### Source data

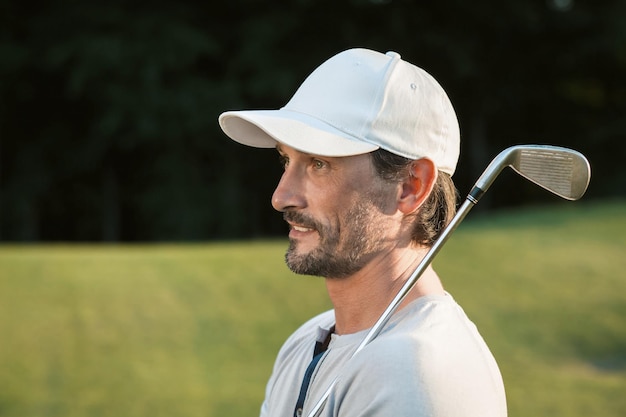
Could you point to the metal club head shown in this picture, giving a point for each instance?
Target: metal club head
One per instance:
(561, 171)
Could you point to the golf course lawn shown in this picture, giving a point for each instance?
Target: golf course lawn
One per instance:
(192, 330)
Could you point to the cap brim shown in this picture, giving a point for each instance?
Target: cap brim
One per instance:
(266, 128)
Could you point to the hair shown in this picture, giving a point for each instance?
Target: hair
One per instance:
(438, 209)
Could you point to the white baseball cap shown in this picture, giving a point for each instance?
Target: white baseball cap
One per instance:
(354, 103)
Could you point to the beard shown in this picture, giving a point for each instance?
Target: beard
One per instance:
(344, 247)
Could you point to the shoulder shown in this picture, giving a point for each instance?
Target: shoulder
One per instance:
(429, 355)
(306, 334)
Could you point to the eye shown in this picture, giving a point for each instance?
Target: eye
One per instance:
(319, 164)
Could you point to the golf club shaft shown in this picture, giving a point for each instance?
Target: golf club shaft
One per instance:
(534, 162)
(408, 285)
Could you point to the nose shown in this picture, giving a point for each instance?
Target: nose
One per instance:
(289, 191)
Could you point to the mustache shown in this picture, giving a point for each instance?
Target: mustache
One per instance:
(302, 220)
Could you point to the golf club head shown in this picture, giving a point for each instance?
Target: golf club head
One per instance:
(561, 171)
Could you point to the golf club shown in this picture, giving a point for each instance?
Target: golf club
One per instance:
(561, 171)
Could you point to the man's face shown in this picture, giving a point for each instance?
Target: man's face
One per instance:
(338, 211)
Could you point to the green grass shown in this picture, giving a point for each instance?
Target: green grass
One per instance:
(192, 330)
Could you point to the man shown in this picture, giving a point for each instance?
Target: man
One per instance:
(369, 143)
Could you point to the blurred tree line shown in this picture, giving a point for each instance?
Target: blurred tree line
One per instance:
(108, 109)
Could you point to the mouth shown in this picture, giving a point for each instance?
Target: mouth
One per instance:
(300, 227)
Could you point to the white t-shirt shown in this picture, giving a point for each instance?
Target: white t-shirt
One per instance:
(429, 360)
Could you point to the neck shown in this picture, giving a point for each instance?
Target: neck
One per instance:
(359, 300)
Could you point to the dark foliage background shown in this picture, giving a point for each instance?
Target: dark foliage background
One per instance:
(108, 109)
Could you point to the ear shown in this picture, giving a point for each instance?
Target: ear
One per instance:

######

All entries should be given again exactly, except that pictures are to be excluded.

Could you point to the metal club head shown in this picture, giving a point for each instance?
Target: metal club head
One per instance:
(561, 171)
Could you point to the golf course lawn shown in this picture, giving a point for each instance?
Target: golf course lawn
One per instance:
(192, 330)
Could you point to the cap brim shown in this picture, giving a point for each instance?
Target: cap brim
One per instance:
(266, 128)
Could you point to the hair shown in this picture, giving a point for each instance?
Target: hair
One per instance:
(438, 209)
Could you point to the white baseball cap shown in this picture, giving a point for each instance?
Target: white baseball cap
One per instance:
(354, 103)
Could you point to the beard shown in this picture, giving a point for each instance?
Target: beard
One per instance:
(344, 247)
Could you point to the shoulder shown in this picture, giving a point for each instance?
Target: shoulder
One per instance:
(429, 355)
(306, 334)
Could you point to the eye shown in this picture, giving a point for each instance?
Target: eye
One per instance:
(319, 164)
Could you point to the golf club shaft shown in this picture, giving a point for each instance?
Target: golf club shaft
One per instance:
(534, 162)
(408, 285)
Could you point to the nose shown in this picture, giving a point for each instance?
Target: nose
One per instance:
(289, 191)
Could you point to the mustache shown in this picture, giving a point for each instance?
Target: mustache
One per instance:
(302, 220)
Could you point to the golf club head shown in this picture, giving a point for each instance?
Target: golf club head
One per instance:
(561, 171)
Could you point to the golf club shown in this picture, giving a point for each instance?
Target: golf club
One per instance:
(561, 171)
Could you point to the man's face shown in this picture, giving a point for each instance?
Target: man's face
One per instance:
(338, 211)
Could you point to the green grass shown in this picture, giving a point for each instance?
Target: green grass
One per instance:
(192, 330)
Could you point to the man shown in this picture, giving a point for each instance?
Target: man
One per instance:
(369, 143)
Could you point to the blurred tree line shown in this picture, giving a point for each instance?
Target: blurred tree line
One per instance:
(108, 109)
Could you point to the mouth shown in this picture, giving a point for each instance?
Target: mouth
One per instance:
(300, 227)
Could you point to the white t-shirt shown in this picture, giving a point for each instance?
Target: white t-shirt
One per instance:
(429, 360)
Could you point to the neck shown in this picture, giving a point for each instance?
Target: neck
One per instance:
(359, 300)
Could you point to the dark foliage background shown in this picture, giving a point for each instance?
Target: dark foliage background
One per instance:
(108, 109)
Could you point to the ear shown in this picture, giving a point for each instance?
Target: ear
One per instance:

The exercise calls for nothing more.